** DATASET ENTRIES **
== == ==
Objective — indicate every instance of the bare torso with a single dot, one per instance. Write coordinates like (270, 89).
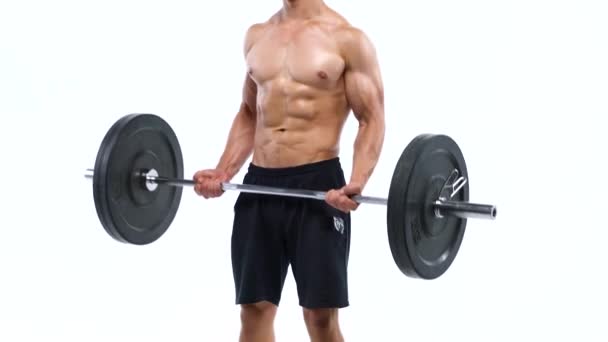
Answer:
(300, 103)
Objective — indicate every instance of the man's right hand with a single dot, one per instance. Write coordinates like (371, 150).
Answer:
== == ==
** WORK REQUEST **
Pull every line containing the word "instance" out of the material.

** YOUR SOLUTION **
Objective — indicate every instance of the bare torso with a single dot, one per instance. Write coordinates like (270, 89).
Objective — indicate every instance of the man's right hand with a single dot, one per instance. Write coordinates like (371, 150).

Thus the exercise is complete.